■ Задание 1 ■
Какой оркестр исполнил сочинение Владимира Тарнопольского, согласно тексту о премьере?

■ Фрагмент текста ■
----

«Be@thoven. Invokation». Это не опечатка. Именно так – со значком @ вместо второй буквы «е» в имени немецкого немецкого композитора – называется сочинение, которое по заказу оргкомитета Бетховенского фестиваля в Бонне написал Владимир Тарнопольский. На русский язык название можно перевести как «Вызов». Исполнил его Симфонический оркестр Гессенского Радио (Германия) под управлением художественного руководителя и главного дирижера коллектива Андреса Ороцко-Эстрады.

По словам автора, сочинение связано с темой фестиваля этого года – «К далекой возлюбленной» и представляет собой воображаемый диалог с бетховенским фортепианным концертом №4, который Владимир Тарнопольский считает одним из самых выдающихся произведений Бетховена.

«Be@thoven. Invokation» прозвучало дважды – в начале концерта и в завершении, обрамив таким образом другие произведения программы: Концерт для фортепиано с оркестром №4 Бетховена и «Петрушку» Стравинского.

Сразу после премьеры с Владимиром Тарнопольским встретился журналист радио «Орфей» Роман Берченко.


"Музыка действительно умерла. Только умирала она каждый раз со смертью великого композитора: она умирала с Моцартом, с Бахом, с Бетховеном..."


Р. Берченко: Владимир Григорьевич, прежде всего я хочу поздравить вас с этой замечательной премьерой и поделиться своими впечатлениями. Мне кажется, что в вашем сочинении три героя: воздух, доминантсептаккорд и ритм. Прав ли я?

В. Тарнопольский: Да, вы абсолютно правы. Конечно, главным героем здесь является Бетховен. Но к нему нельзя прикасаться, подобно тому как в иудаизме нельзя произносить имя Бога. Даже его материала опасно касаться. Поэтому я сосредоточился на следах его музыки: воздух, ритм…

Р. Берченко: И доминантсептаккорд?

В. Тарнопольский: И доминантсептаккорд, который является результатом довольно сложной спектральной работы.

Р. Берченко: Можете ли вы сформулировать то главное, что вы ощущаете сейчас – в день премьеры?

----

■ Показанные записи ■
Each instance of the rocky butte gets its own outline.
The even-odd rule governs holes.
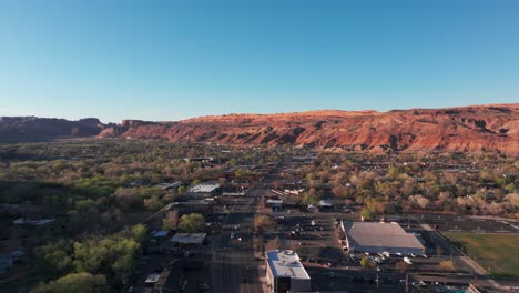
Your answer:
[[[233,145],[305,145],[345,151],[491,152],[519,155],[519,103],[445,109],[323,110],[227,114],[177,122],[0,118],[0,141],[55,138],[166,139]]]
[[[292,144],[367,152],[519,154],[519,103],[446,109],[227,114],[179,122],[125,120],[99,138],[172,142]]]

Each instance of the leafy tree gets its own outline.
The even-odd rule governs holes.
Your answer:
[[[90,273],[68,274],[48,284],[40,284],[31,293],[108,293],[110,287],[104,275]]]
[[[404,273],[405,271],[407,271],[407,267],[409,267],[409,264],[404,262],[404,261],[399,261],[395,264],[395,269],[397,269],[398,271],[400,271],[401,273]]]
[[[456,265],[452,261],[440,261],[438,266],[441,271],[447,271],[447,272],[456,271]]]
[[[35,249],[37,262],[44,271],[59,274],[72,269],[72,246],[62,240]]]
[[[173,230],[179,224],[179,212],[167,212],[165,218],[162,219],[162,229],[163,230]]]
[[[130,229],[132,239],[143,245],[147,241],[147,228],[143,224],[136,224]]]
[[[375,214],[369,211],[369,209],[366,209],[364,208],[362,211],[360,211],[360,216],[365,220],[365,221],[370,221],[375,218]]]
[[[205,229],[205,219],[199,213],[190,213],[181,216],[179,228],[186,233],[202,232]]]

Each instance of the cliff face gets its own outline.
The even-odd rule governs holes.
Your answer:
[[[54,118],[0,117],[0,142],[96,135],[103,125],[95,118],[69,121]]]
[[[172,142],[294,144],[354,151],[498,152],[519,155],[519,103],[449,109],[230,114],[180,121],[125,121],[101,138]]]

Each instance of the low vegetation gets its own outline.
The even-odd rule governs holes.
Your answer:
[[[497,279],[519,277],[518,234],[445,233],[468,256]]]

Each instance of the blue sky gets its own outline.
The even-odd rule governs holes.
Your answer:
[[[519,1],[0,1],[0,115],[519,101]]]

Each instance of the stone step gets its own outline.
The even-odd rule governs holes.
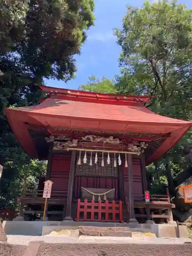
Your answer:
[[[83,227],[79,228],[79,236],[94,236],[97,237],[132,237],[132,232],[126,230],[112,230],[112,229],[96,228],[93,227],[92,229]]]
[[[140,238],[144,236],[156,237],[151,232],[143,230],[134,230],[129,227],[79,227],[79,236],[92,236],[98,237],[132,237]]]

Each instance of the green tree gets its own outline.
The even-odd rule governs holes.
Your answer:
[[[25,166],[31,164],[10,130],[4,108],[38,103],[41,92],[33,84],[45,77],[66,81],[74,77],[74,56],[94,24],[94,8],[93,0],[1,1],[1,207],[13,204],[13,195],[16,198],[21,189],[14,186],[22,180],[20,173],[28,172]],[[44,169],[44,163],[39,165]]]
[[[170,117],[191,119],[192,12],[175,1],[127,7],[123,28],[116,29],[121,46],[120,93],[155,95],[150,108]],[[181,150],[192,141],[187,135],[165,156],[158,168],[183,167]],[[162,163],[163,164],[162,164]]]
[[[89,77],[89,81],[87,84],[80,86],[78,89],[81,91],[103,93],[113,94],[116,92],[113,80],[105,77],[99,79],[93,75]]]

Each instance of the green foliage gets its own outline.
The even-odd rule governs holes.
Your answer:
[[[100,80],[95,76],[91,76],[89,77],[89,79],[88,82],[86,84],[80,86],[78,88],[79,90],[103,93],[116,93],[114,81],[112,80],[105,77]]]
[[[122,48],[118,92],[155,95],[152,110],[191,120],[191,10],[175,1],[146,1],[140,9],[127,7],[123,28],[116,30]],[[173,177],[183,169],[183,146],[191,141],[189,133],[158,164],[162,178],[167,175],[165,163]],[[152,177],[152,187],[159,191],[162,180],[154,174]]]
[[[24,186],[27,185],[29,191],[37,188],[38,178],[46,173],[46,161],[30,161],[24,153],[19,159],[18,156],[16,154],[15,157],[4,166],[1,179],[0,208],[15,207]]]

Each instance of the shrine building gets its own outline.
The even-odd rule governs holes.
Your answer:
[[[173,221],[168,189],[145,198],[150,188],[145,167],[161,159],[191,123],[152,112],[145,106],[150,97],[39,87],[46,95],[40,104],[5,110],[24,151],[48,160],[37,190],[24,188],[19,218],[42,217],[44,184],[50,180],[48,221]]]

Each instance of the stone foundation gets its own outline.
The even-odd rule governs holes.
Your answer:
[[[28,246],[0,244],[1,256],[188,256],[192,245],[52,244],[30,242]]]
[[[99,231],[99,236],[112,236],[112,232],[117,231],[119,236],[123,236],[122,231],[124,232],[124,236],[130,236],[130,232],[151,232],[155,234],[157,238],[176,238],[176,226],[167,224],[137,224],[133,227],[130,226],[129,223],[109,223],[101,222],[67,222],[65,221],[4,221],[3,226],[7,234],[20,234],[25,236],[44,236],[49,234],[52,231],[59,232],[63,230],[67,236],[71,236],[75,230],[79,231],[79,228],[82,226],[84,231],[87,230],[94,230],[95,233]],[[87,227],[87,229],[86,228]],[[91,228],[91,229],[90,229]],[[104,230],[103,230],[104,228]],[[188,238],[187,228],[185,226],[180,226],[180,237]],[[108,231],[108,234],[106,232]],[[63,232],[64,231],[64,232]],[[101,232],[101,233],[100,232]],[[110,231],[110,232],[109,232]],[[82,233],[82,228],[81,228]],[[93,232],[92,232],[93,233]],[[77,234],[77,232],[75,232]],[[101,234],[102,233],[102,234]],[[83,234],[82,233],[81,234]],[[84,233],[83,234],[86,234]],[[71,234],[72,235],[72,234]]]

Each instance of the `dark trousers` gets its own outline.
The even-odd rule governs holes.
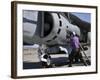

----

■ Задание 2 ■
Оформите строки записей в виде таблицы Markdown со столбцами «Номер» и «Строка записи», начиная со строки, содержащей «Each instance of the low», и заканчивая строкой, содержащей «[[[519,1],[0,1],[0,115],[519,101]]]». Пустые строки не включайте.

■ Ответ 1 ■
Симфонический оркестр Гессенского Радио (Германия) под управлением Андреса Ороцко-Эстрады.

■ Ответ 2 ■
| Номер | Строка записи |
|---|---|
| 1 | Each instance of the low vegetation gets its own outline. |
| 2 | The even-odd rule governs holes. |
| 3 | Your answer: |
| 4 | [[[497,279],[519,277],[518,234],[445,233],[468,256]]] |
| 5 | Each instance of the blue sky gets its own outline. |
| 6 | The even-odd rule governs holes. |
| 7 | Your answer: |
| 8 | [[[519,1],[0,1],[0,115],[519,101]]] |